_ACCIÓN REQUERIDA_:
Continúa el relato de la visita a la librería de Kardamyli a partir de su última frase.

_FRAGMENTO DADO_:
*-*-*
«Diles en Inglaterra lo que digo. De la hombría, el hombre, en libertad libre; una mente sin igual. No veo ningún defecto en él»
(De un jefe beduino a T.E Lawrence)
La librería de Kardamyli es pequeña y está en una de las calles principales del pueblo. En realidad, los libros (en griego y en inglés, principalmente) conviven allí con los periódicos que llegan diariamente desde Atenas, así como con otros productos de papelería. El dueño, un señor sonriente, con gafas, era un muchacho cuando Paddy bajaba cada mañana a comprar la prensa y preguntar por sus libros. En el interior, clavado con chinchetas en un panel de corcho, cuelga un pequeño álbum de imágenes cuyo protagonista sin discusión es Paddy. Algunas de las numerosas fotos están plastificadas y muestran al otro lado de la bruma del plástico distintos momentos de la vida del viajero: junto al librero, mirando a la cámara con cierta resignación; en mitad de un grupo familiar con muchos niños (probablemente allegados del librero); sonriendo mientras firma, en esta librería, un ejemplar; de joven, con uniforme de soldado; nonagenario, leyendo en el salón de su casa de Kalamitsi.
El panel está al otro lado de la caja registradora, colgado a bastante altura y yo, concentrada en identificar las desvaídas fotografías, he olvidado que el amable librero espera paciente a que le pague la valiosa mercancía. Me llevo la trilogía viajera de Paddy en bolsillo, en la edición inglesa con las características portadas de Craxton. También he comprado Drink Time, de Dolores Payás, en su edición griega. Puro fetichismo.
“Muchos turistas vienen todavía al pueblo por kirios Mihalis”, me dice en inglés. “Me no speak english good”, se disculpa.
Le sonrío. “Es uno de mis escritores favoritos. Yo también he venido desde lejos siguiendo sus libros y su vida”.
*-*-*
_INFORMACIÓN EXTRAÍDA_:
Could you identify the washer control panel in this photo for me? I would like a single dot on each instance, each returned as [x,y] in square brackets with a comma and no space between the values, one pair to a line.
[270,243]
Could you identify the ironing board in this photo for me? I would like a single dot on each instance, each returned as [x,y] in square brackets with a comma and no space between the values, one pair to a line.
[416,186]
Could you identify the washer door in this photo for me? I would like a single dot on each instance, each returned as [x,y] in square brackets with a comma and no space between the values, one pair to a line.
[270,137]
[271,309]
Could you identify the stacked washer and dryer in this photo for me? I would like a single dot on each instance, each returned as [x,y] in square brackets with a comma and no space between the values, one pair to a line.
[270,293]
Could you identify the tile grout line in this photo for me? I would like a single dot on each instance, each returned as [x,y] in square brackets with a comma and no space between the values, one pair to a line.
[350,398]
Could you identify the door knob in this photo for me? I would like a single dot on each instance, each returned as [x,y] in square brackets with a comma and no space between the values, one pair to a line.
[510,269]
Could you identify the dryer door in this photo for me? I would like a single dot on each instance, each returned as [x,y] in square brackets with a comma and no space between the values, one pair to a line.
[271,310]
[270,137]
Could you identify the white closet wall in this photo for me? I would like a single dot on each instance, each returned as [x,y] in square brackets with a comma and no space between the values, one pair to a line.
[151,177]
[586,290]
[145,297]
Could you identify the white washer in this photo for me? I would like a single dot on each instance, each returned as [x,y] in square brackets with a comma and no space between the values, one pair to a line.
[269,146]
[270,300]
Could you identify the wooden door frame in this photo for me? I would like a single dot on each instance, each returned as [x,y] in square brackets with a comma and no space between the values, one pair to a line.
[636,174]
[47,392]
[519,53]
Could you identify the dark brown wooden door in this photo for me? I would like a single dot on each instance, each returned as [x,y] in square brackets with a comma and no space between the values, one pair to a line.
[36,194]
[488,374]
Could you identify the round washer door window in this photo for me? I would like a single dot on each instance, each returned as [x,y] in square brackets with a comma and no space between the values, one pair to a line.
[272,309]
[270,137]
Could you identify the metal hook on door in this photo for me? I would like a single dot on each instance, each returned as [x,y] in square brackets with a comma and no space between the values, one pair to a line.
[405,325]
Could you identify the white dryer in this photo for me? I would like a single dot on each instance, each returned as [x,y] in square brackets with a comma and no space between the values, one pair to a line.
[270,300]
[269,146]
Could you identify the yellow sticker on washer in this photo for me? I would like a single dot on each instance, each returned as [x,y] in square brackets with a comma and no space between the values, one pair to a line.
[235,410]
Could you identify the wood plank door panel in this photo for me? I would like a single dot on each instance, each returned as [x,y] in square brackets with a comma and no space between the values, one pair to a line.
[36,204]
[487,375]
*-*-*
_RESULTADO DEL EJERCICIO_:
El librero asiente, comprensivo, se da la vuelta y descuelga el panel de corcho. Era temprano, estábamos solos, y la charla, a pesar de las dificultades del inglés, se prolongó durante casi una hora. Me hablaba con admiración y alegría de o kirios Mihalis; de los “escritores extranjeros” que compartieron amistad (y a veces odio) con Paddy, de su buen humor, su fortaleza hasta casi el final de sus días, de su enfermedad (el primer cáncer, del que se curó, y el segundo, que lo mataría), de lo mucho que le costó dejar de fumar a “ese hombre del eterno cigarrillo entre los dedos”; de la coquetería de un Paddy ya maduro cuando se lamentaba por haber ganado algo de peso desde que renunciara al tabaco; de sus risotadas, de su sordera y su parche en el ojo, de su perfecto acento griego, de su amor por esta tierra, de su debilidad por las mujeres guapas”.
«A nuestra manera», concluía, triste, «éramos buenos amigos».
Guardé los libros en la mochila, me dirigí a la puerta y la abrí. El silencio melancólico se rompió con el tintineo de una campanilla colocada en el techo, sobre el marco de la entrada.
“You love Mihalis”, dijo de pronto el librero.
Me volví, en un primer momento sorprendida por el comentario, pero enseguida lo entendí. «Sí, es verdad», le dije sonriendo. «En cierta manera yo amo a Mihalis”. “La admiración es precisamente eso, supongo”, dije en voz casi inaudible, como para mí, mirando la campanilla, que tintineaba ahora muy lentamente.
“No, no, no, kirya”. El librero insistía, enfadado con su incapacidad de expresarse correctamente en inglés. “The love is for you”, decía mientras gesticulaba, llevando el dedo índice desde la foto de Paddy, en línea recta, hasta mí. “Mihalis like you very much”, dijo alzando la voz. La campanilla de la puerta había enmudecido de repente, como un corazón que deja de latir.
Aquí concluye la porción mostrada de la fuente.